TASK REQUIREMENTS
Pick up the notes on Greek hero cult and justice after their last sentence and keep writing in the same manner.

SOURCE PASSAGE

• • •

Such a paradise-like place, which was
considered eschatological, must
be contrasted with Hades, which was
considered transitional. The
name and even the visualization of this
otherworldly place varied from hero
cult to hero cult. Some of these names
are: Elysium, the Islands of the
Blessed, the White Island, and so on.
Many of these names were applied also
to the actual place of the hero cult.
For an extended discussion, see Nagy,
The
Best of the Achaeans ch.10 ("Poetic
Visions of Immortality for the
Hero").
#15. Heroes
were thought to be capable of coming
back to life (anabiônai)
not only eschatologically, in their
timeless paradise-like abodes, but also
sporadically in the present time of
their worshippers. Such sporadic "live"
appearances were considered to be
epiphanies. At the moment of
worship, the sacred precinct of the
cult hero could become notionally
identical to the paradise-like abode of
immortalization from which he or she
returns to his worshippers.
Metonymically, the sacred precinct of
the cult hero needed to be a place of
cultivation, such as a cultivated
field / garden /
grove / orchard /
vineyard / etc.
Key word:
dikê 'justice' (long-range),
'judgment' (short-range); vs. hubris
'outrage'. The three categories of
hubris: (1) human, e.g. Antinoos, (2)
animal, (3) plant (undergrowth or
overgrowth, such as excessive wood /
leaf production). Metaphors of
dikê: (1) straight line and (2)
thriving cultivation = cultivated field
/ garden / orchard / grove / vineyard /
etc.; hubris is the opposite, that is,
(1) crooked line and (2) failing
cultivation = desert or
overgrowth.
This word,
with its two primary metaphors of (1)
the straight line and (2) the thriving
cultivation, is basic to the concept of
the cult hero.
A perfect
example of dikê is focus
passage "A,"from Odyssey
xix:
"Lady;"
answered Odysseus, "who on the face of
the whole earth can dare to chide with
you? Your fame [kleos]
reaches the firmament of heaven itself;
you are like some blameless king, who
upholds righteousness [= good
dikê], as the monarch
over a great and valiant nation: the
earth yields its wheat and barley, the
trees are loaded with fruit, the ewes
bring forth lambs, and the sea abounds
with fish by reason of his virtues, and
his people do good deeds under
him.
2. This epic
image of the just king as an exponent
of dikê, standing in his
blooming garden, corresponds to the
religious image of the hero in
hero-cult, "planted" in the local
"mother earth" as a talisman of
fertility and prosperity for the
community that worships him or her. It
corresponds also to this image from
Odyssey xi:
"As for
yourself, death shall come to you from
the sea, and your life shall ebb away
very gently when you are full of years
and peace of mind, and your people
shall be prosperous
[olbioi]. All that I
have said will come true."

• • •

DATA PROVIDED
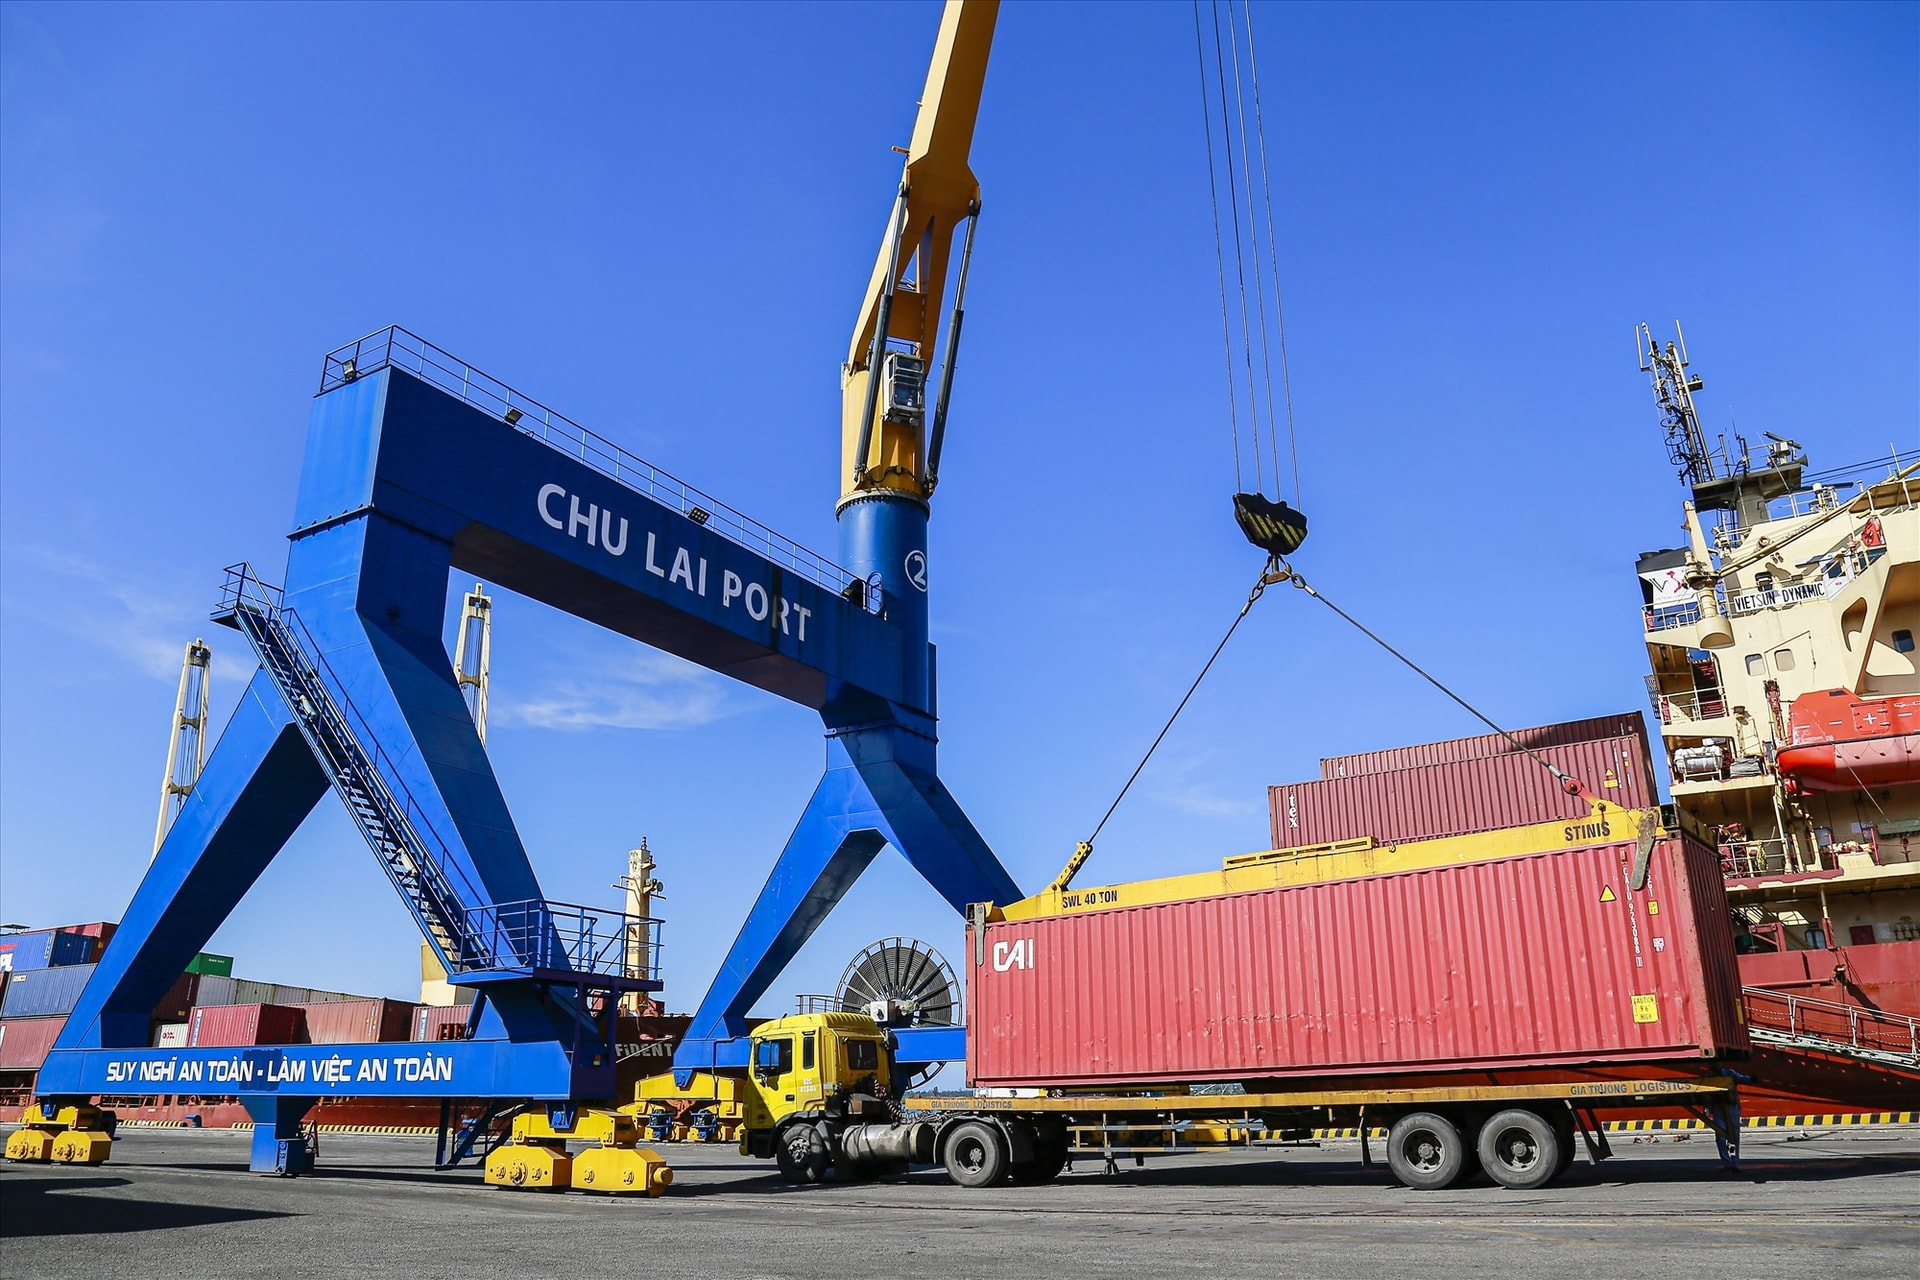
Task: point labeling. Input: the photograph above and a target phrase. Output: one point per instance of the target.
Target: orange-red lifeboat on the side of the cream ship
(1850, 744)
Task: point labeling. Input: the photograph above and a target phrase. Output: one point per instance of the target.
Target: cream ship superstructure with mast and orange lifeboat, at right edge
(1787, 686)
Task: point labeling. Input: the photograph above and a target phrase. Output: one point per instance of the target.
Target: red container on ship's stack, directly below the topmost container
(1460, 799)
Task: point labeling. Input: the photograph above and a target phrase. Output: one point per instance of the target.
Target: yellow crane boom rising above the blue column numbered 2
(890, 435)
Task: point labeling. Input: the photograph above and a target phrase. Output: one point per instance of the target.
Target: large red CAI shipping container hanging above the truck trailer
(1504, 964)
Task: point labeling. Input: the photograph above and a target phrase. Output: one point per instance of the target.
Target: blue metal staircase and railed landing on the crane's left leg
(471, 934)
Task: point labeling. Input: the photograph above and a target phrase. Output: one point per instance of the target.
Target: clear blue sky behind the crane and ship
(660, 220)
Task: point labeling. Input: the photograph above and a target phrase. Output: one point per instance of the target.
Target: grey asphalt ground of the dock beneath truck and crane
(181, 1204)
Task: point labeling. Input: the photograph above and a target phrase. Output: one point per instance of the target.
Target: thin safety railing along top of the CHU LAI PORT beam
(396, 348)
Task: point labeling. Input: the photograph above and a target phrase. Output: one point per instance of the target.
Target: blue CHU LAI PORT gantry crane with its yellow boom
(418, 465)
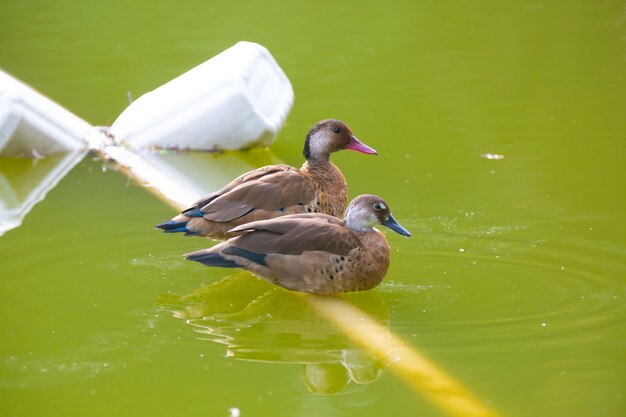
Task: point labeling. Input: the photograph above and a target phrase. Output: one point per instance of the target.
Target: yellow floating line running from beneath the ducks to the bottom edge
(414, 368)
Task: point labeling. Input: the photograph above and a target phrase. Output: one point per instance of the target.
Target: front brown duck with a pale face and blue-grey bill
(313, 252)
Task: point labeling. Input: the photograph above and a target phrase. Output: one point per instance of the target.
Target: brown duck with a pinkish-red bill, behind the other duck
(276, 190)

• • •

FINAL ANSWER
Here we see
the mystical word olbios, which
means 'prosperous' on the surface but
also 'blessed' underneath the surface.
The deeper meaning has to do with the
hero's achieving an afterlife,
rendering him 'blessed', while his
corpse renders the local population
'prosperous'. There is a built-in
metonymy in the reciprocal relationship
linking the 'blessed' heroes and the
'prosperous' population that worships
them.
3. In the
Homeric tradition, references to hero
cults tend to be implicit, not
explicit. That is because the religious
practice of hero-cult is fundamentally
a local phenomenon while the Homeric
tradition is non-local or
"pan-Hellenic"
(that is,
common to a majority of Greek speaking
locales). Homeric references to
olbioi people whose local earth
is in contact with the dead hero imply
hero-cult without really revealing the
mysteries of the hero cult.
Another
example is focus passage B, from
Odyssey xxiv:
As he went
down into the great orchard, ... he
found his father alone, hoeing a vine.
He had on a dirty old shirt, patched
and very shabby; his legs were bound
round with thongs of oxhide to save him
from the brambles, and he also wore
sleeves of leather; he had a goat skin
cap on his head, and was looking full
of grief [penthos]. When
Odysseus saw him so worn, so old and
full of sorrow
[penthos], he stood
still under a tall pear tree and began
to weep. He doubted whether to embrace
him, kiss him, and tell him all about
his having come home, or whether he
should first question him and see what
he would say. In the end he deemed it
best to be crafty with him, so in this
mind he went up to his father, who was
bending down and digging about a
plant.
[244]
"I see, sir," said Odysseus, "that you
are an excellent
gardener&endash;what pains you take
with it, to be sure. There is not a
single plant, not a fig tree, vine,
olive, pear, nor flower bed, but bears
the trace of your attention."
Odysseus'
father is the most difficult character
for the hero to "read" or "recognize" -
even more difficult than Penelope. In
terms of the sequence of narration, the
placing of Laertes' recognition after
that of Penelope suggests that the
patêr 'father' (the plural
pateres means 'ancestors') is
even higher in Odysseus' ascending
scale of affections than the
wife.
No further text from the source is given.